Given passage:
• • •

Basic regulation, which establishes protection against unfair competition, consists of the Law of Ukraine On Protection of Economic Competition, which established the procedural order for consideration of statements and case proceedings, and the Law of Ukraine On Protection Against Unfair Competition, which established the basic principles of legal regulation of these relations, including types of misconduct, are the main regulations in the sphere of protection against unfair competition.
The legislation defines the following types of unfair competition (formal composition of misconducts):
- improper use of name, commercial (brand) name, trademark (a trademark for goods and services), advertising materials, product packaging design and periodicals, other indications or use of similar designations;
- introduction of another entity’s goods under one’s own trademark into commercial circulation;
- reproduction of appearance of another entity’s product and its introduction into commercial circulation without explicit indication from the manufacturer of the copies;
- dissemination of misleading information (particularly in advertisements) regarding goods and services;
- comparative advertising;
- inducing a boycott of an entity;
- inducing a supplier to discriminate against a buyer (customer);
- bribing an employee or an officer of an entity, a buyer;
- holding an improper gathering, usage or disclosure of trade secrets.

• • •

Supplied entries:
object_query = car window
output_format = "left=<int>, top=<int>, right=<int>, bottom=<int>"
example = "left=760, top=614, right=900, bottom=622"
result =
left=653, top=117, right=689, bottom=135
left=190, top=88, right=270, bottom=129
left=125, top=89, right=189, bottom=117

• • •

Task 1: Retype the part of the unfair competition passage that opens with the words containing "Basic regulation, which" and closes with "against unfair competition.".
Task 2: According to the unfair competition passage, what does each of the two named laws contribute to regulation in this area?
The items have no connection to the unfair competition passage.

Output 1:
Basic regulation, which establishes protection against unfair competition, consists of the Law of Ukraine On Protection of Economic Competition, which established the procedural order for consideration of statements and case proceedings, and the Law of Ukraine On Protection Against Unfair Competition, which established the basic principles of legal regulation of these relations, including types of misconduct, are the main regulations in the sphere of protection against unfair competition.

Output 2: The Law of Ukraine On Protection of Economic Competition sets the procedural order for considering statements and conducting case proceedings. The Law of Ukraine On Protection Against Unfair Competition sets the basic principles of legal regulation of these relations, including the types of misconduct.